**SHORT TASK:**
Please gather every line of the data below that contains the string "metal", matching case exactly.

**Image location labeling entries:**
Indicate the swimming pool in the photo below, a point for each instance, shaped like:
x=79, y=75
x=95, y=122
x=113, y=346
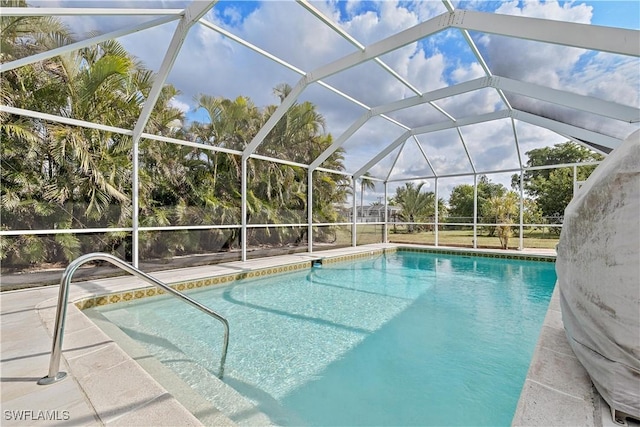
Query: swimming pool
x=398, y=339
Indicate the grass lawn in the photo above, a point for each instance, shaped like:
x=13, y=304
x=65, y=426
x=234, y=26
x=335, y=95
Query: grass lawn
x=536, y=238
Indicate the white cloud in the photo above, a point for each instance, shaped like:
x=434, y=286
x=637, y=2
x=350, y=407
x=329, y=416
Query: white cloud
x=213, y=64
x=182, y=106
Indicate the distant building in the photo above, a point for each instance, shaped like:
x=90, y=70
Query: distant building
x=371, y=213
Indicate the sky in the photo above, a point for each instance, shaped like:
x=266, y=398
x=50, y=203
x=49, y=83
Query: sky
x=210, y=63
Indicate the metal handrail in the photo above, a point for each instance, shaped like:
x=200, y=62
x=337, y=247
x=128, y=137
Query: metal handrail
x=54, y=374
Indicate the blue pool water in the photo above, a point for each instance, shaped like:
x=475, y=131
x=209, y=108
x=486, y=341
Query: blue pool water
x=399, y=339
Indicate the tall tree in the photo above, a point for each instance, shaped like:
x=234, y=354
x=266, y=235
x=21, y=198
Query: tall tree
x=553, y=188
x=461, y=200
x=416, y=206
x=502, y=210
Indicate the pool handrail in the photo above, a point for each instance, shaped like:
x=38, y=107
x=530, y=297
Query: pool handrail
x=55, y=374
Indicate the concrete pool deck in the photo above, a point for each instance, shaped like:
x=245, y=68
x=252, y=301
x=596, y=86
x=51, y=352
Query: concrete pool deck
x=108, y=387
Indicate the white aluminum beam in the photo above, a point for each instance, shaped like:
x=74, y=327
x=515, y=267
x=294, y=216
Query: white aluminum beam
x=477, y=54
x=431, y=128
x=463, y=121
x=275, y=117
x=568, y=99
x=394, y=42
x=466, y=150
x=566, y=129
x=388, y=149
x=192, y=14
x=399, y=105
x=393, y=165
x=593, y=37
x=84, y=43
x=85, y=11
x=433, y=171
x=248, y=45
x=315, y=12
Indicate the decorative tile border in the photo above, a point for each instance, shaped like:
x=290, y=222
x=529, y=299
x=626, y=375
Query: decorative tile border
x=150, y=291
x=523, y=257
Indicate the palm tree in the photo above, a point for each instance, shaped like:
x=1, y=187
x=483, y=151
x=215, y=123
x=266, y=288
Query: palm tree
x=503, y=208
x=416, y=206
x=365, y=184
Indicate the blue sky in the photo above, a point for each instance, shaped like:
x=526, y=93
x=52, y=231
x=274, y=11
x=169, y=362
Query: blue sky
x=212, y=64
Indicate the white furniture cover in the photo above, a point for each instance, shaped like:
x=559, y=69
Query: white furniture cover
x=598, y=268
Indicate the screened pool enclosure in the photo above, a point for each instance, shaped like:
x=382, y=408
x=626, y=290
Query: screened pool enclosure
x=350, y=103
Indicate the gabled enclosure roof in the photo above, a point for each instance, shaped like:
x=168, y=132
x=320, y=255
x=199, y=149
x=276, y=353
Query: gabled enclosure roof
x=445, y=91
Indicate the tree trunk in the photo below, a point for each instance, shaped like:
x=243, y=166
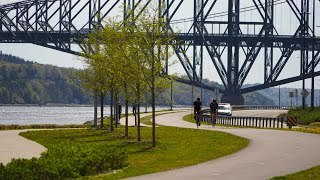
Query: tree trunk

...

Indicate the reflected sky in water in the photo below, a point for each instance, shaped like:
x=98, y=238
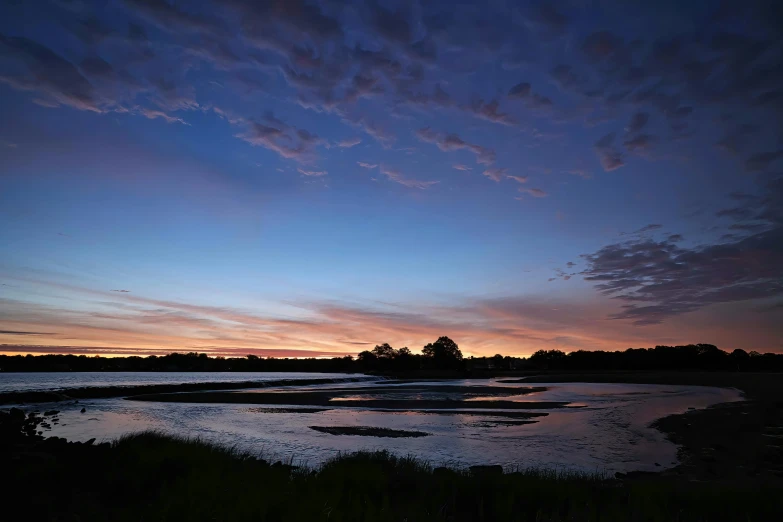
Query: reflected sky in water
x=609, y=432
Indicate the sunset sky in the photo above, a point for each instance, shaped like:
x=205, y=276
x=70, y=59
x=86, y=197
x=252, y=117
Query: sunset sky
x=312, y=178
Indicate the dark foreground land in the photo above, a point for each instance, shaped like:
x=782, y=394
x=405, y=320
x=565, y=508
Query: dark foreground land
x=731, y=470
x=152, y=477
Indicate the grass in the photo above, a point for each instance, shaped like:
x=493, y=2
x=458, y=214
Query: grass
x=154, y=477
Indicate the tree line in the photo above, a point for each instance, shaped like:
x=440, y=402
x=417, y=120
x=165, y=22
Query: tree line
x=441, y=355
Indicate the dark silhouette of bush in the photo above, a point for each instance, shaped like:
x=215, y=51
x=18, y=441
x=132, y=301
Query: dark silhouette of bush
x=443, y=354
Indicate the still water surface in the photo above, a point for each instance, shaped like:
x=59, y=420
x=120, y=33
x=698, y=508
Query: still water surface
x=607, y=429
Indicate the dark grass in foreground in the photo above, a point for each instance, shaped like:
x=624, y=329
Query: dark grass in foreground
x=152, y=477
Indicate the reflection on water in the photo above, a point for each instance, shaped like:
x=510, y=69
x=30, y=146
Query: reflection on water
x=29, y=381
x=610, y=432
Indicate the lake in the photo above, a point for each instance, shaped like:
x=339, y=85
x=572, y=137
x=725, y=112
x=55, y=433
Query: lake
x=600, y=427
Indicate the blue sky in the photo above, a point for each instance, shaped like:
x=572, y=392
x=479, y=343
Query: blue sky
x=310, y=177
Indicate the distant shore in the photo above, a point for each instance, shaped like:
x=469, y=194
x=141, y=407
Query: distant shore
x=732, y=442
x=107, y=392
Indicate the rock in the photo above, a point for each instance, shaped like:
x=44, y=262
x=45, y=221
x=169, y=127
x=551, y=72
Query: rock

**ANSWER TO THIS TASK:**
Indicate the metal handrail in the photo above, a point for each instance, shaped like:
Query: metal handrail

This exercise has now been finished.